(DIRECTION 1): According to the liquidity disclosure, on what date was the IPO completed?
(DIRECTION 2): Write the next part of the liquidity disclosure, picking up after its final sentence.

(DOCUMENT EXTRACT):
The Company’s principal sources of liquidity have been cash generated from operating activities, proceeds from the IPO, which was completed on December 19, 2019, as well as short-term and long-term borrowings from third parties or related parties. As of the date of issuance of the consolidated financial statements, the Company has approximately $6.48 million of cash and cash equivalents, which are unrestricted as to withdrawal or use and are placed with financial institutions. In addition, the Company expects to have the continued financial support of its significant shareholders in fulfilling its capital requirements. The Company also notes that other sources of financing alternatives are at its disposal, such as a commercial lending that has been available to the Company in the past in the amount of $1 million. The Company expects to fund any shortfall in cash requirements through bank debt with banks in Indonesia with which the Company has pre-existing relationships. The Company will focus on improving operational efficiency and cost reductions, developing its core cash-generating business and enhancing efficiency. The Company intends to meet its cash requirements for the 12 months following the issuance of the accompanying unaudited consolidated financial statements through operations and financial support from third parties and related parties, if needed.

(DATA PROVIDED):
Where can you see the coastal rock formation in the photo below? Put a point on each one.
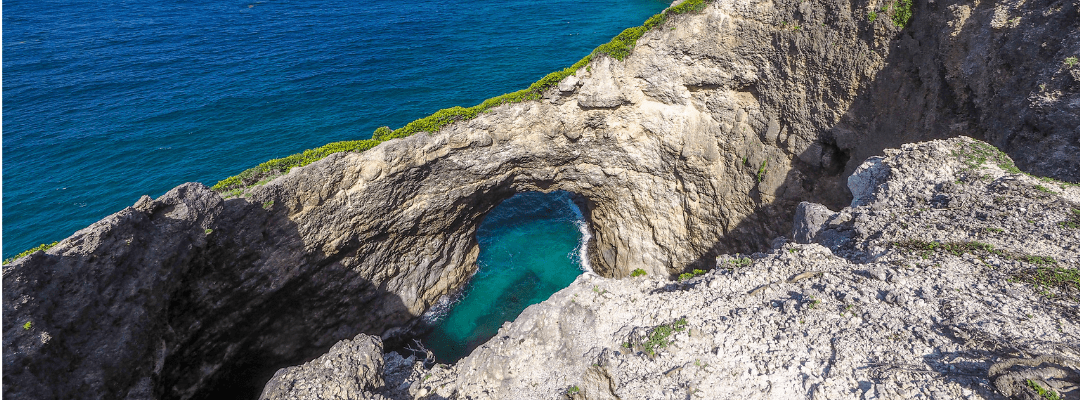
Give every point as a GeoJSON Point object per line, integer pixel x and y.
{"type": "Point", "coordinates": [701, 142]}
{"type": "Point", "coordinates": [926, 289]}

(EXERCISE RESPONSE 1): December 19, 2019

(EXERCISE RESPONSE 2):
The Company believes that the Company’s current cash and cash equivalents and anticipated cash flows from operating and financing activities will be sufficient to meet its anticipated working capital requirements and commitments for at least the next 12 months after the issuance of the Company’s accompanying unaudited consolidated financial statements. The Company has prepared the consolidated financial statements on a going concern basis. If the Company encounters unforeseen circumstances that place constraints on its capital resources, management will be required to take various measures to conserve liquidity. Management cannot provide any assurance that the Company will raise additional capital if needed.
NOTE14 – SUBSEQUENT EVENTS
On January 22, 2021, the board of directors of the Company appointed Michael L. Peterson as a director and member of the Board. The appointment of Mr. Peterson to the Board was necessary to fill a vacancy on the Board created by the January 19, 2021 voluntary resignation, for personal reasons, of Roderick de Greef as a director.
The Company evaluated all events that occurred subsequent to June 30, 2020 through the issuance of the consolidated financial statements, and no other subsequent event was identified.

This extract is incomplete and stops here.